How to complete this task » Take every line from the listing below that includes "white" and copy it.

Source data »
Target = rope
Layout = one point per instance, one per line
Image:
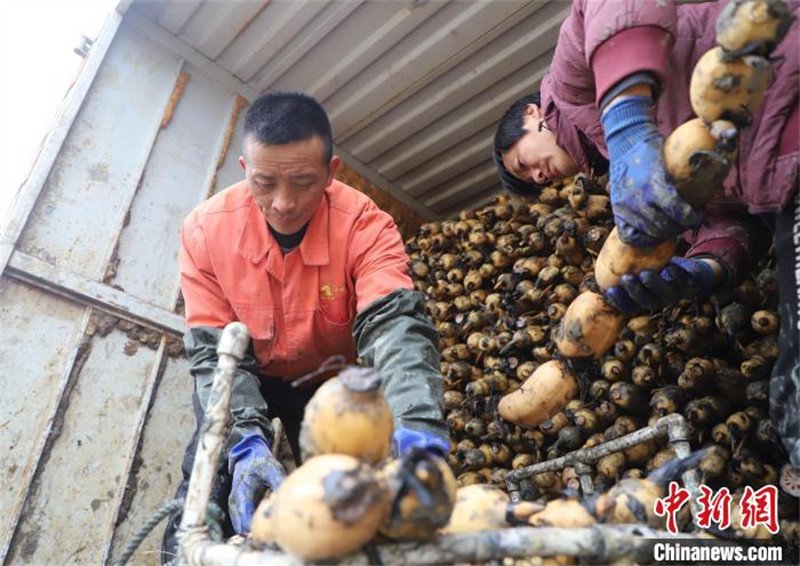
(214, 516)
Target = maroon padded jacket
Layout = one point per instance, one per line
(602, 42)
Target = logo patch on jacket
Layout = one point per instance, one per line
(329, 291)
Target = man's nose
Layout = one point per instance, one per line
(283, 201)
(538, 176)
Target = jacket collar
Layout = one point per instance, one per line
(256, 241)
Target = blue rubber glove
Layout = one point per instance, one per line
(404, 440)
(681, 278)
(647, 208)
(255, 471)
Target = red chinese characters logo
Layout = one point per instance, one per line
(671, 504)
(714, 508)
(760, 508)
(757, 507)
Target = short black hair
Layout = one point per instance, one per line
(279, 118)
(510, 131)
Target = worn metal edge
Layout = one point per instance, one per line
(25, 199)
(46, 440)
(141, 167)
(155, 33)
(153, 380)
(67, 284)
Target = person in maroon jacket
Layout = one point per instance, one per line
(618, 83)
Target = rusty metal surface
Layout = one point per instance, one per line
(228, 169)
(37, 347)
(414, 89)
(100, 165)
(174, 181)
(75, 489)
(156, 472)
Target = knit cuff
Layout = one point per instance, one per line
(634, 50)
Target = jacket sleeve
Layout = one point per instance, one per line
(733, 237)
(393, 333)
(395, 336)
(207, 313)
(249, 411)
(611, 40)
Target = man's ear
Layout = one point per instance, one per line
(532, 110)
(333, 167)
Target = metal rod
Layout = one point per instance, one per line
(678, 432)
(193, 533)
(591, 455)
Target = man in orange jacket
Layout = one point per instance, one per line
(314, 269)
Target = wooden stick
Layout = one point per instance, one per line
(600, 543)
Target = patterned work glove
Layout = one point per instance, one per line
(255, 472)
(681, 278)
(404, 440)
(647, 208)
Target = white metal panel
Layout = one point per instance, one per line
(176, 15)
(358, 41)
(97, 172)
(86, 463)
(27, 197)
(273, 28)
(157, 473)
(296, 49)
(470, 183)
(513, 50)
(215, 25)
(174, 181)
(438, 170)
(37, 347)
(405, 82)
(480, 112)
(445, 39)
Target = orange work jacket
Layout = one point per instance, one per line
(300, 307)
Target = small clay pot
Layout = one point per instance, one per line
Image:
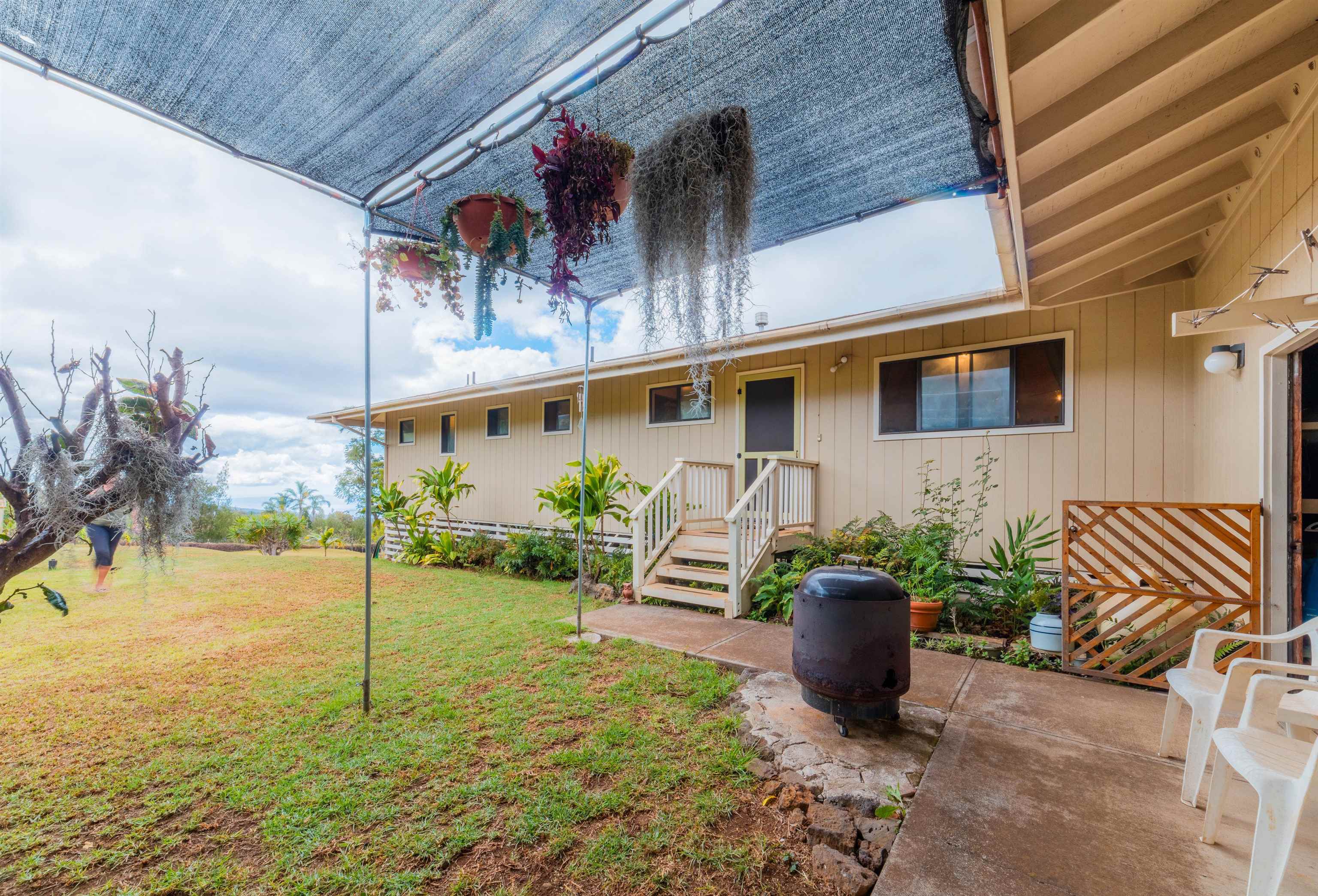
(416, 266)
(475, 215)
(925, 614)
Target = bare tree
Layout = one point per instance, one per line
(142, 438)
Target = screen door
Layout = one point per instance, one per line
(770, 415)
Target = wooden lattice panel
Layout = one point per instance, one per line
(1139, 579)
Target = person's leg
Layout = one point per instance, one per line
(101, 545)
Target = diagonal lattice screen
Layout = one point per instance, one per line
(348, 94)
(856, 106)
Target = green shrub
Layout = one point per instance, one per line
(272, 534)
(538, 555)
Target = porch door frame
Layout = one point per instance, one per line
(799, 417)
(1276, 439)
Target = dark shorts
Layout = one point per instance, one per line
(105, 539)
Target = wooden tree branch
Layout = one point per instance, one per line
(10, 388)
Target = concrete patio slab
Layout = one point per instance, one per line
(764, 649)
(1094, 712)
(665, 627)
(1007, 811)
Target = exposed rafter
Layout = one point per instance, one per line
(1156, 58)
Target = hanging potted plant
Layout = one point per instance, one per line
(495, 228)
(692, 197)
(423, 266)
(587, 180)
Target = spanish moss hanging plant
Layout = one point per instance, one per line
(692, 197)
(493, 239)
(423, 266)
(586, 180)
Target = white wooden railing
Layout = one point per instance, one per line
(782, 496)
(694, 492)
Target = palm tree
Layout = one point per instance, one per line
(306, 500)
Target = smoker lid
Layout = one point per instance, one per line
(850, 584)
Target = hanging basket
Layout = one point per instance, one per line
(475, 215)
(621, 193)
(416, 268)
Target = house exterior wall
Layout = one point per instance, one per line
(1129, 439)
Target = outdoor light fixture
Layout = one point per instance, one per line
(1224, 359)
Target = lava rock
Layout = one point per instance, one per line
(832, 826)
(841, 874)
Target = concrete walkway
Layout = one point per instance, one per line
(1042, 784)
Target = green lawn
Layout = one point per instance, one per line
(198, 730)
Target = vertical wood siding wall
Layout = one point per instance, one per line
(1225, 424)
(1129, 442)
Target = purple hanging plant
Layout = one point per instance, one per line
(586, 180)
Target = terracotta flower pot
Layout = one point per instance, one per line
(925, 614)
(416, 266)
(476, 214)
(621, 193)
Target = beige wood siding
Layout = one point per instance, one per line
(1129, 439)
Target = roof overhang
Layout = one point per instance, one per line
(872, 323)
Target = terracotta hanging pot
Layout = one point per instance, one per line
(621, 193)
(416, 266)
(475, 215)
(925, 614)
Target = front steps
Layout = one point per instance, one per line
(692, 571)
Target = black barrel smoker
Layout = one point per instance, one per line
(852, 643)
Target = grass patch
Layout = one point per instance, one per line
(198, 730)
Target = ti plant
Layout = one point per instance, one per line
(443, 488)
(53, 597)
(605, 487)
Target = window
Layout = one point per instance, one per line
(449, 434)
(496, 422)
(675, 404)
(558, 417)
(993, 387)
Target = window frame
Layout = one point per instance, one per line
(684, 381)
(454, 452)
(1068, 424)
(399, 433)
(555, 433)
(495, 408)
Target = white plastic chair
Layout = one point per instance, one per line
(1279, 767)
(1209, 692)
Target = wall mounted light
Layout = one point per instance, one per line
(1224, 359)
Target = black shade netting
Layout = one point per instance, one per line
(856, 106)
(347, 93)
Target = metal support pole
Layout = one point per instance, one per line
(367, 459)
(586, 405)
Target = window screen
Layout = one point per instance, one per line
(558, 415)
(447, 434)
(496, 422)
(986, 389)
(677, 405)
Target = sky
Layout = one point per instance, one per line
(106, 218)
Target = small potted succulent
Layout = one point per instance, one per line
(493, 239)
(587, 180)
(1046, 627)
(423, 266)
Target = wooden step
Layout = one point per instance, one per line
(699, 554)
(694, 574)
(683, 595)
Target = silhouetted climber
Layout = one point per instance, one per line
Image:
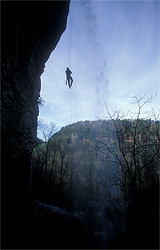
(69, 79)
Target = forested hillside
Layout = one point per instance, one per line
(108, 172)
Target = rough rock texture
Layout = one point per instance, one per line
(30, 32)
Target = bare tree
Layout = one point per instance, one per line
(135, 152)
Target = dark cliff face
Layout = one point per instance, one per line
(30, 32)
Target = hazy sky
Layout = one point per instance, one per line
(113, 51)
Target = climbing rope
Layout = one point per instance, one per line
(70, 38)
(70, 108)
(70, 46)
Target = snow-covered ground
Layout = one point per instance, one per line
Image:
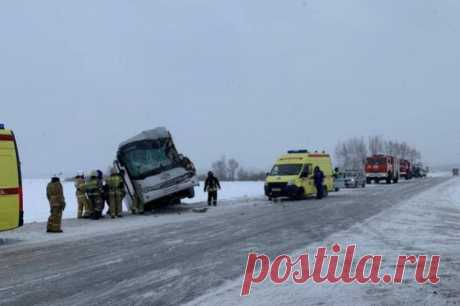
(36, 205)
(427, 224)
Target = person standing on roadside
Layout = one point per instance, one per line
(211, 186)
(82, 200)
(116, 193)
(55, 195)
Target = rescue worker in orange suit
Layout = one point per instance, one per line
(84, 210)
(55, 195)
(211, 186)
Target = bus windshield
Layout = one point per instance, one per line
(149, 157)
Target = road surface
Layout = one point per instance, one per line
(174, 263)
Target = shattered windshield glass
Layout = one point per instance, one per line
(148, 158)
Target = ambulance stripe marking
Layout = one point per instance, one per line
(9, 191)
(6, 138)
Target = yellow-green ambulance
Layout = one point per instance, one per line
(292, 175)
(11, 211)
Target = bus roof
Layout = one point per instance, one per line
(153, 134)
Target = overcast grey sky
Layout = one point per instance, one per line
(244, 78)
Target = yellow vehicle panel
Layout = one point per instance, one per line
(10, 183)
(301, 179)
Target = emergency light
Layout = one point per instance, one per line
(297, 151)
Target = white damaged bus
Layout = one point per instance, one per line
(154, 172)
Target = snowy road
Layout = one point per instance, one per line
(174, 259)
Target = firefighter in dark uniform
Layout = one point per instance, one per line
(55, 195)
(211, 186)
(94, 190)
(318, 178)
(116, 193)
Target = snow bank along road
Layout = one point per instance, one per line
(171, 258)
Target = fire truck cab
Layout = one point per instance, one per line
(382, 168)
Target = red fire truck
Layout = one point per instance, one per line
(382, 168)
(405, 169)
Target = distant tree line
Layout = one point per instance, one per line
(352, 153)
(231, 170)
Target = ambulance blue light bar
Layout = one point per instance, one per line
(297, 151)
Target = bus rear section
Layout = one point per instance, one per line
(11, 201)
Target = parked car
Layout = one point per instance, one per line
(339, 181)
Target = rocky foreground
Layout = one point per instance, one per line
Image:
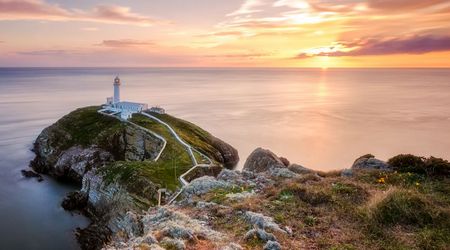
(271, 204)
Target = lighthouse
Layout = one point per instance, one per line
(116, 90)
(124, 109)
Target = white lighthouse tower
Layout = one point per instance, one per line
(123, 109)
(116, 90)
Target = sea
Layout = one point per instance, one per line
(319, 118)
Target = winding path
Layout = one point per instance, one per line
(188, 147)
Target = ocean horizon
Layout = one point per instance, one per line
(320, 119)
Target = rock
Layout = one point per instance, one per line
(300, 169)
(31, 174)
(261, 160)
(130, 224)
(370, 162)
(285, 161)
(282, 172)
(259, 234)
(347, 172)
(229, 176)
(262, 221)
(76, 161)
(272, 245)
(232, 246)
(174, 224)
(175, 244)
(93, 237)
(178, 232)
(240, 196)
(149, 239)
(203, 185)
(75, 201)
(227, 155)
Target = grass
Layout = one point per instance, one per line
(350, 213)
(86, 127)
(191, 134)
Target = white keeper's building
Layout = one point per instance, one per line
(126, 109)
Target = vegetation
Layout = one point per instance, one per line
(86, 127)
(165, 172)
(407, 210)
(431, 167)
(191, 133)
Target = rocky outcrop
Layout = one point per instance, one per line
(168, 228)
(261, 160)
(227, 155)
(108, 157)
(74, 162)
(369, 161)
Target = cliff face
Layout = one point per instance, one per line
(114, 162)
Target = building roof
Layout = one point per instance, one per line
(131, 103)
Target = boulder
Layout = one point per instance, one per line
(282, 172)
(369, 161)
(285, 161)
(262, 221)
(75, 201)
(347, 173)
(259, 234)
(272, 245)
(300, 169)
(261, 160)
(203, 185)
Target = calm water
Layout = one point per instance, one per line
(320, 119)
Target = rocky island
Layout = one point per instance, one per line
(158, 182)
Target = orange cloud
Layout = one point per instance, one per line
(40, 10)
(124, 43)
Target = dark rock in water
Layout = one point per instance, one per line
(261, 160)
(93, 237)
(285, 161)
(76, 161)
(75, 201)
(369, 161)
(272, 245)
(31, 174)
(347, 173)
(300, 169)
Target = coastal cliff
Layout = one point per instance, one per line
(115, 164)
(270, 204)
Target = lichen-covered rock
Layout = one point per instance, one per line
(262, 221)
(74, 162)
(261, 160)
(282, 172)
(370, 162)
(259, 234)
(300, 169)
(203, 185)
(240, 196)
(347, 172)
(272, 245)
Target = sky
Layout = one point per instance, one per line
(225, 33)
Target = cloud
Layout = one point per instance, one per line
(240, 55)
(394, 5)
(248, 7)
(51, 52)
(123, 43)
(372, 47)
(40, 10)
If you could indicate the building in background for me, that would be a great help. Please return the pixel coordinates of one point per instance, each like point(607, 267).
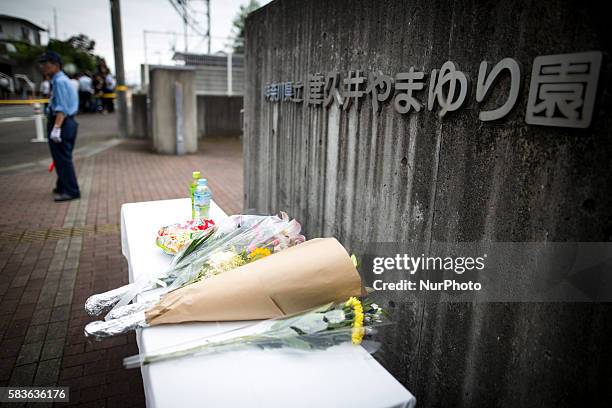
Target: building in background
point(219, 82)
point(19, 29)
point(16, 76)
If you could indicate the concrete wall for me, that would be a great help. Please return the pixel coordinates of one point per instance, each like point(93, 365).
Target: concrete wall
point(219, 116)
point(163, 108)
point(363, 177)
point(139, 115)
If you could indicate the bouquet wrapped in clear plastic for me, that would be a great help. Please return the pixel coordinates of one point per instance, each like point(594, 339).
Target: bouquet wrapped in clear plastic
point(173, 238)
point(320, 328)
point(290, 281)
point(237, 240)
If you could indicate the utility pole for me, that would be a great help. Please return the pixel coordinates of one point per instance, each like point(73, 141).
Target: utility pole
point(55, 23)
point(208, 23)
point(184, 4)
point(120, 88)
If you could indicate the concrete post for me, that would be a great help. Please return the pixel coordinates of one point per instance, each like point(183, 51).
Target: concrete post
point(166, 107)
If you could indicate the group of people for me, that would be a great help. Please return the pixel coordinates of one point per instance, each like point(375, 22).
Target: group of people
point(95, 90)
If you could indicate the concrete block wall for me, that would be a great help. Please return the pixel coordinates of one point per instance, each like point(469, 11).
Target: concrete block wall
point(364, 176)
point(164, 112)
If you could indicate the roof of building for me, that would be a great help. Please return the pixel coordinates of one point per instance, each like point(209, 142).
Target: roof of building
point(219, 60)
point(6, 17)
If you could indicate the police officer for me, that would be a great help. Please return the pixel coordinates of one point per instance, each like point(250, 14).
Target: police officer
point(61, 126)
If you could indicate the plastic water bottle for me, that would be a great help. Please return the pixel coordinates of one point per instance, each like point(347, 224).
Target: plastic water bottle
point(201, 199)
point(195, 176)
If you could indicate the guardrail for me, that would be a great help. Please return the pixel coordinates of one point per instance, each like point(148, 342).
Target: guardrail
point(37, 114)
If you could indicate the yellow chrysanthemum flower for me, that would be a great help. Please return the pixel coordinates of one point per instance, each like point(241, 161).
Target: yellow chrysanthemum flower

Solution »
Target = white metal panel
Target = white wooden railing
Target = white plastic chair
Target = white damaged bus
Target = white lighthouse tower
Target = white keeper's building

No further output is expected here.